Saved entries
****************

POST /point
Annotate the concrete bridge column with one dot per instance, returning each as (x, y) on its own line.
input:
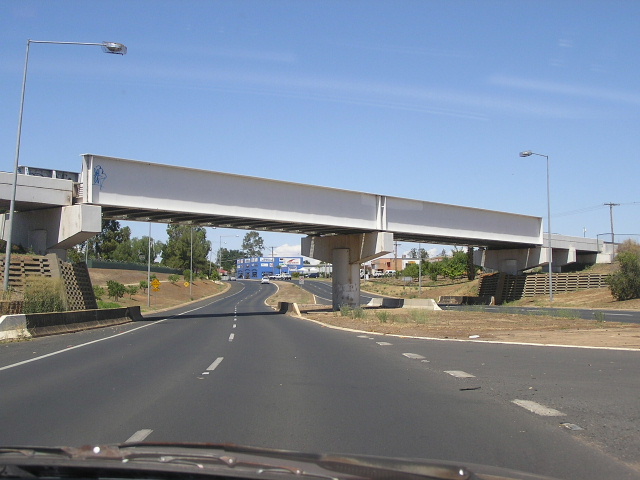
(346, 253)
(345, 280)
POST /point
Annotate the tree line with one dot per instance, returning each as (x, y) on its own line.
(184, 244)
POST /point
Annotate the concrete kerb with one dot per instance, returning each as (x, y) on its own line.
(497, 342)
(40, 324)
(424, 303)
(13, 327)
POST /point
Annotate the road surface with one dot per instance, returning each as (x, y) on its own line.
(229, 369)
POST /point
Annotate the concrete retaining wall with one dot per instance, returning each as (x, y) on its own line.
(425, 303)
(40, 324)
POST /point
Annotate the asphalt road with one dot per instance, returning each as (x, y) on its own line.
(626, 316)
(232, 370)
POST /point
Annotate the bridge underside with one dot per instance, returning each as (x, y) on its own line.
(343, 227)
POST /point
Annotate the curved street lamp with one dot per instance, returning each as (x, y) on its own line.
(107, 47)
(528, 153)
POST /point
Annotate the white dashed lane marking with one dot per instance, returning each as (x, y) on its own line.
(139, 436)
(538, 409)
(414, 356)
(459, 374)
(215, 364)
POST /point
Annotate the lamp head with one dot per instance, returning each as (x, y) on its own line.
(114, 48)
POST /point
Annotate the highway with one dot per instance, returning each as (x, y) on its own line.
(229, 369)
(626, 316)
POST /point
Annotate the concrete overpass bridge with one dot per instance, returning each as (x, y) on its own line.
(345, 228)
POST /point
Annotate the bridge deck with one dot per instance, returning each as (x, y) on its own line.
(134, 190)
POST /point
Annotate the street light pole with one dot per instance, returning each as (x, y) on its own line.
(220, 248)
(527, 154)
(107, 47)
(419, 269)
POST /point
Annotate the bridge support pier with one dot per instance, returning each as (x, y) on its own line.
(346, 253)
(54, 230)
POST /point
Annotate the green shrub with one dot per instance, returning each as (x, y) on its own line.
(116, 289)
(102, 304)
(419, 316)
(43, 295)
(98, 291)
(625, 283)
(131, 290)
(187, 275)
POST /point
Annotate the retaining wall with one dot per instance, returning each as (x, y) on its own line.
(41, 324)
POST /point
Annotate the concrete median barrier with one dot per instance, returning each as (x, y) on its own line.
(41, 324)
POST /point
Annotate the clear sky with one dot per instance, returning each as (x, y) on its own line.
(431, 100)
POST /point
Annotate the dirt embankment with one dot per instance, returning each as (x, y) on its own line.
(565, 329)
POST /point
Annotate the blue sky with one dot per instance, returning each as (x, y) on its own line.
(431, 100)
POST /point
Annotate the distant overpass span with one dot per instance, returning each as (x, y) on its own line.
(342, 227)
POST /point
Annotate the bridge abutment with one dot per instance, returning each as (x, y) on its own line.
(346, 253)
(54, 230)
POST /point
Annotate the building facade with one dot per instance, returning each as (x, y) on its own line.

****************

- _Given request_:
Identify each line in the listing above that contains the string "lamp", treating uppercase and lowercase as distinct, and copy every such line.

- _Solution for this task_:
Annotate the curved street lamp with one dot per instance, returning each as (x, y) on its own line.
Annotate the lamp head with one dot per instance, returning each as (x, y) on its own line.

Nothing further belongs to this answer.